→ **WORK ORDER**
Copy out every line of the material below, character for character, apart from the pictures.

SUPPLIED DATA: Begin

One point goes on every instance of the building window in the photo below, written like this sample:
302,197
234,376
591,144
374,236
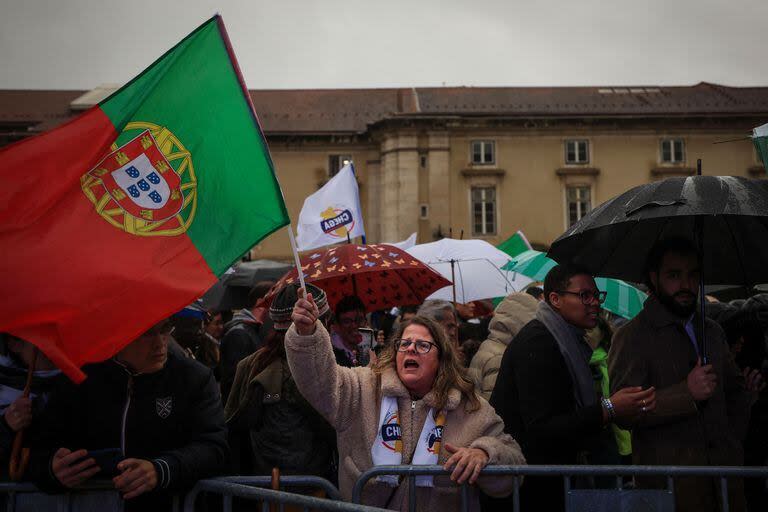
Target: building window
483,210
578,202
576,152
483,152
672,151
336,162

SUPPLIED DATA: End

→ **RESPONSE BOX**
One point goes on every instance of the building window in the photo below, written like this sample:
302,197
234,376
591,144
374,236
Target: building window
483,210
578,202
576,152
483,152
672,151
336,162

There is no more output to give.